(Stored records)
========
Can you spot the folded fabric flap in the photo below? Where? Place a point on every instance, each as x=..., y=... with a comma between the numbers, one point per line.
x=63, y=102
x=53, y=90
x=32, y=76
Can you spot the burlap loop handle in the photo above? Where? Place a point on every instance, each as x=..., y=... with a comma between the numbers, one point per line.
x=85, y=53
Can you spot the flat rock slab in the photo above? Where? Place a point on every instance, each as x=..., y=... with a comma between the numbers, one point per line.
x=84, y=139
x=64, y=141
========
Please render every line of the listing above as a Markdown table with two columns, Row and Line, numbering the rows in order and omitting any blank lines.

| Row | Line |
|---|---|
| 1 | Can you spot the folded fabric flap in the photo below? Where? Place a point on every instance, each as x=..., y=... with a comma between the numbers, one point per line. |
| 2 | x=63, y=102 |
| 3 | x=53, y=90 |
| 4 | x=32, y=76 |
| 5 | Can you spot the burlap loop handle in the photo above? Where? Place a point on every instance, each as x=..., y=... with a comma between the numbers, one point per line. |
| 6 | x=85, y=53 |
| 7 | Can you spot the flat rock slab in the photo above? Where? Place a point on every instance, each as x=..., y=... with a comma between the numbers, one point per line. |
| 8 | x=84, y=139 |
| 9 | x=64, y=141 |